WRITTEN REQUEST 1: Pull out every line of the listing below that contains the string "white", and copy each one. Case counts.

PASSAGE GIVEN:

(begin)

How do staffing companies exploit foreign workers? The most common problem occurring in the U.S. is for a staffing company to lure an alien worker to enter into a contract in exchange for a promise of employment for a defined period of time at a fixed rate of pay. Recruiters working for the staffing company will entice alien workers to sign the contracts based upon a promise to sponsor and obtain a work-based visa, most typically an H-1B visa or a green card, at no cost to the employee for placement in a job that may or may not actually exist. In the case of H-1B visas, staffing companies will file labor condition applications and non-immigrant visa applications on behalf of the employee representing that a job exists for the sponsored alien worker at a work site where it currently contracts alien workers or has in the past. It's a crime for the employer to make false representations in labor condition and non-immigrant visa applications but enforcement of violators by the U.S. Department of Labor and Department of Homeland Security is so lax that it's a risk unscrupulous staffing companies are often willing to take. Staffing companies sometimes resort to this subterfuge in order to grab a piece of the limited number of work visas issued annually, assuming they will find a job for the alien workers the successfully recruit by the time the work visa is approved, if not soon thereafter.

What staffing companies are often requiring alien applicants to do as a condition to sponsoring them for a work-based visa is to include as part of their contractual obligation a requirement to pay to the staffing company as liquidated damages a fixed sum of money in the event the worker fails to remain employed with the staffing company for the minimum period of time specified in the contract, which is typically two to three years. These liquidated damage clauses can run into the tens of thousands of dollars. In addition, some staffing companies will require their alien employees to sign a promissory note agreeing to repay the amount of liquidated damages specified in the contract in full whenever the employee leaves his or her employment before exhausting the minimum period of employment. What this means is that you begin your new employment with the staffing company owing a fixed amount of debt to your employer that you will have to repay at some point if you fail to work it off by remaining employed with the staffing company for the minimum required period. It's akin to a modern-day form of indentured servitude, which was long ago outlawed in this country.

(end)

ENTRIES:

(begin)

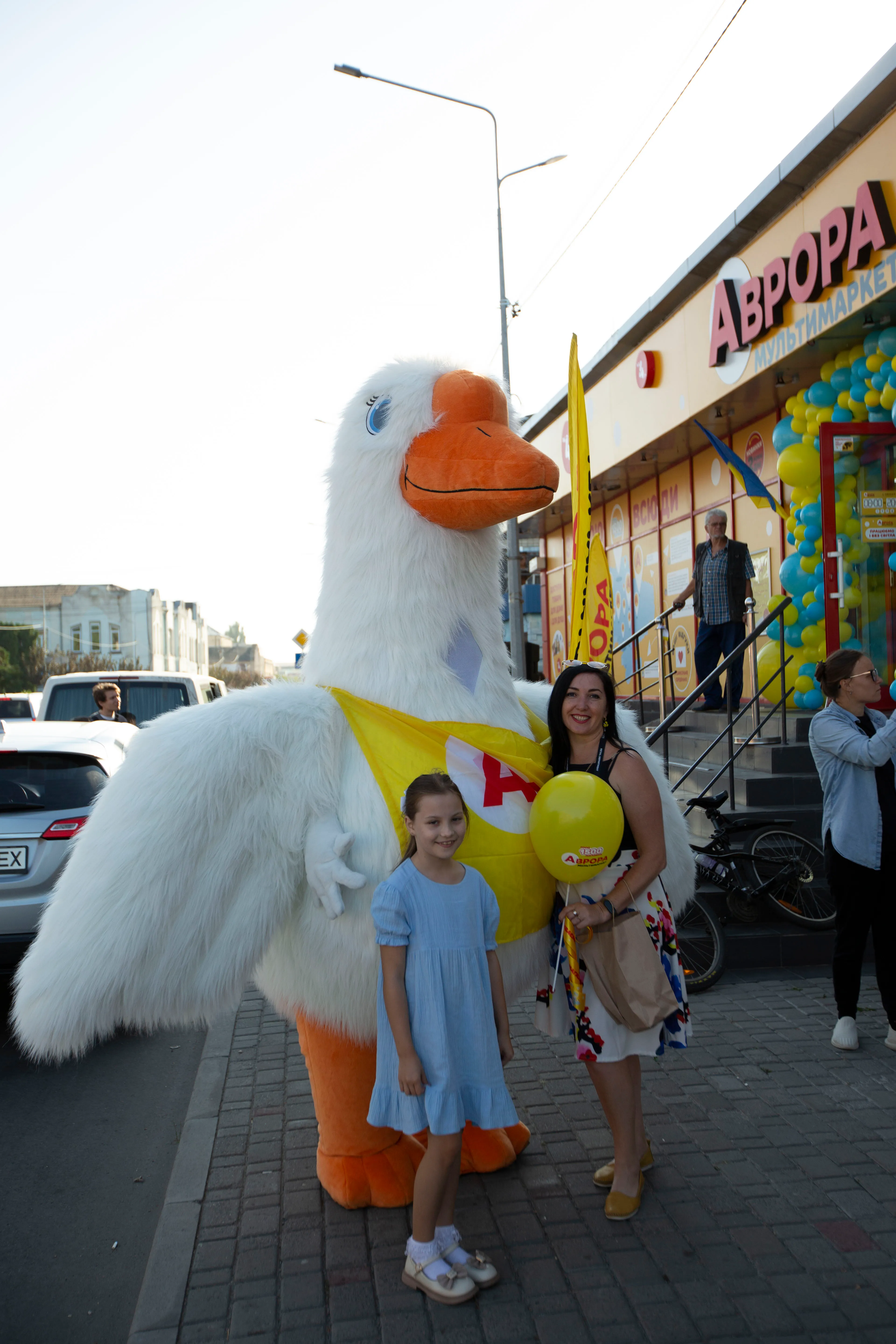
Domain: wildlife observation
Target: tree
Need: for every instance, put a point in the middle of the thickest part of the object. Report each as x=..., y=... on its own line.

(end)
(begin)

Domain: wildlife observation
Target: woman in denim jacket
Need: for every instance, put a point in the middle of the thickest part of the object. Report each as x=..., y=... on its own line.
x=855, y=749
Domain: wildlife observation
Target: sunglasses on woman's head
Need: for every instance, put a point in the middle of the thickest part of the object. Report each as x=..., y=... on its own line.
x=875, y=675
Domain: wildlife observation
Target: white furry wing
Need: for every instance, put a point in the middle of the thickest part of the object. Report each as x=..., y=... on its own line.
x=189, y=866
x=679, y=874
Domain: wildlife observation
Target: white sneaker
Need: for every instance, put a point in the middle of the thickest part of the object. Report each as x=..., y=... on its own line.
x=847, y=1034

(end)

WRITTEN REQUEST 2:
Answer these questions from the passage on staffing companies and foreign workers:
(a) Which two work-based visas does it name as the ones recruiters most typically promise to obtain?
(b) What minimum period of employment do the contracts typically specify?
(c) What document do some staffing companies require their alien employees to sign, agreeing to repay the liquidated damages?

COMPLETE OUTPUT 1:
Target: white furry wing
Target: white sneaker

COMPLETE OUTPUT 2:
(a) An H-1B visa or a green card.
(b) Two to three years.
(c) A promissory note.